You are viewing a plain text version of this content. The canonical link for it is here.
Posted to user@flume.apache.org by Joe Crobak <jo...@gmail.com> on 2011/08/10 16:46:33 UTC

buffered sink decorator practices

We've written a simple sink decorator to do in-memory aggregations.
 Currently, we're using a roll sink to cause the aggregator decorator to be
closed/reopened ever 60 seconds.  Based upon the info in [1], by default the
close() operation has 30 seconds to complete.  We're seeing this fail in
some cases due to other bottlenecks. I'm hesitant to just up the timeout,
though, since long GCs or other events could cause the problem regardless of
the timeout.

With all this in mind, I have two questions.
1) Rollsink and BatchingDecorator seem to share a lot of similar logic to
run a background thread to flush events periodically. There seems to be a
lot of subtly in these implementations to avoid deadlocks.  Are either of
these suitable for subclassing? (I guess BatchingDecorator is closer to what
I'm looking for)... has anyone ever done this before?
2) It's possible for our sink decorator to generate more events than it
receives, so I am afraid it could become behind -- are there dangers in
using a threadpool to call append() from a decorator to forward events to
the collector?

• **WRITTEN REQUEST 1**
From the Flume mailing list post above, copy the passage from "We've written a" to "done this before?" word for word.
• **WRITTEN REQUEST 2**
Summarize the post above about buffered sink decorators in two sentences.
• **WRITTEN REQUEST 3**
Pick up the Flume sink decorator post after its final sentence and keep writing it.

• **DATA**
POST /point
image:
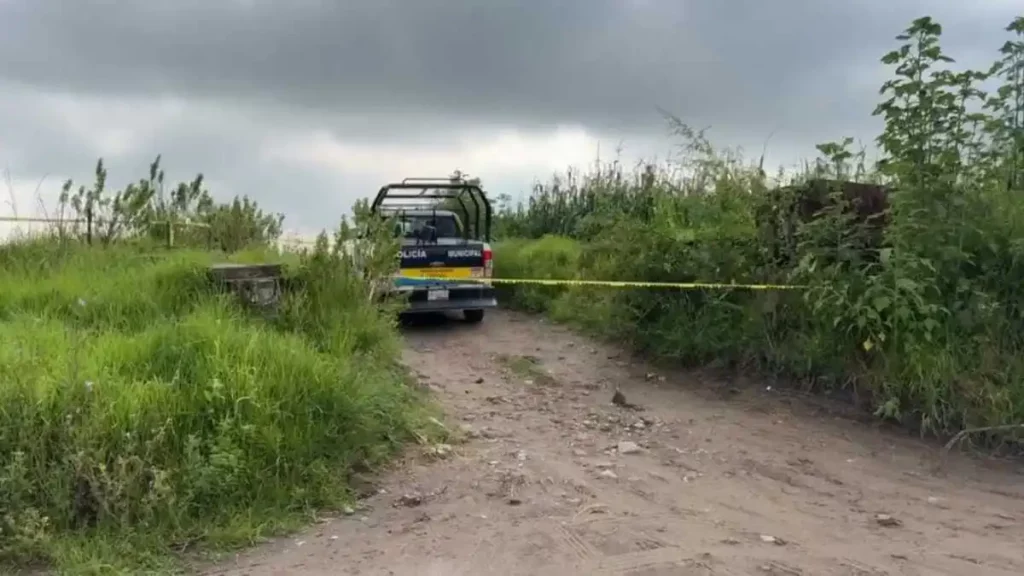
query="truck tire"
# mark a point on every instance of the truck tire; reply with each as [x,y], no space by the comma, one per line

• **TASK ANSWER 1**
We've written a simple sink decorator to do in-memory aggregations.
 Currently, we're using a roll sink to cause the aggregator decorator to be
closed/reopened ever 60 seconds.  Based upon the info in [1], by default the
close() operation has 30 seconds to complete.  We're seeing this fail in
some cases due to other bottlenecks. I'm hesitant to just up the timeout,
though, since long GCs or other events could cause the problem regardless of
the timeout.

With all this in mind, I have two questions.
1) Rollsink and BatchingDecorator seem to share a lot of similar logic to
run a background thread to flush events periodically. There seems to be a
lot of subtly in these implementations to avoid deadlocks.  Are either of
these suitable for subclassing? (I guess BatchingDecorator is closer to what
I'm looking for)... has anyone ever done this before?

• **TASK ANSWER 2**
The post describes a simple sink decorator for in-memory aggregations that a roll sink closes and reopens every 60 seconds, where the close() operation, which by default has 30 seconds to complete, sometimes fails because of other bottlenecks. It asks whether Rollsink or BatchingDecorator is suitable for subclassing, and whether there are dangers in using a threadpool to call append() from a decorator to forward events to the collector.

• **TASK ANSWER 3**
Thanks,
Joe

[1]
http://archive.cloudera.com/cdh/3/flume/UserGuide/index.html#_buffered_sink_and_decorator_semantics

Re: buffered sink decorator practices

Posted by Mingjie Lai <mj...@gmail.com>.
Joe.

 > Can you elaborate?

Sorry. Let me correct myself that calling super.append() in a separate 
thread should be fine. I was a little bit confused by your 2nd question 
``It's possible for our sink decorator to generate more events than it 
receives'', so made a wrong statement.

 > are there dangers in using a threadpool to call append() from a 
decorator to forward events to the collector

I'll be working on a new hbase sink decorator which use multi-threaded 
to improve the hbase sink write throughput. Your use case is quite 
similar. Looking forward to hearing more from you.

Thanks,
Mingjie


On 08/16/2011 01:05 PM, Joe Crobak wrote:
> On Tue, Aug 16, 2011 at 2:53 PM, Mingjie Lai <mjlai09@gmail.com
> <ma...@gmail.com>> wrote:
>
>     Joe.
>
>     I have a similar case that I need to accumulate some data at a
>     decorator and write to a sink in a batch.
>
>     1) is a reasonable choice. But I don't think deriving from
>     BatchingDecorator be a good idea. For my case, there is little in
>     common from the class. Why not borrowing the idea and implementing
>     yours version?
>
> The biggest piece of code that I was looking to use was the
> TimeoutThread.  I ended up just using that as is.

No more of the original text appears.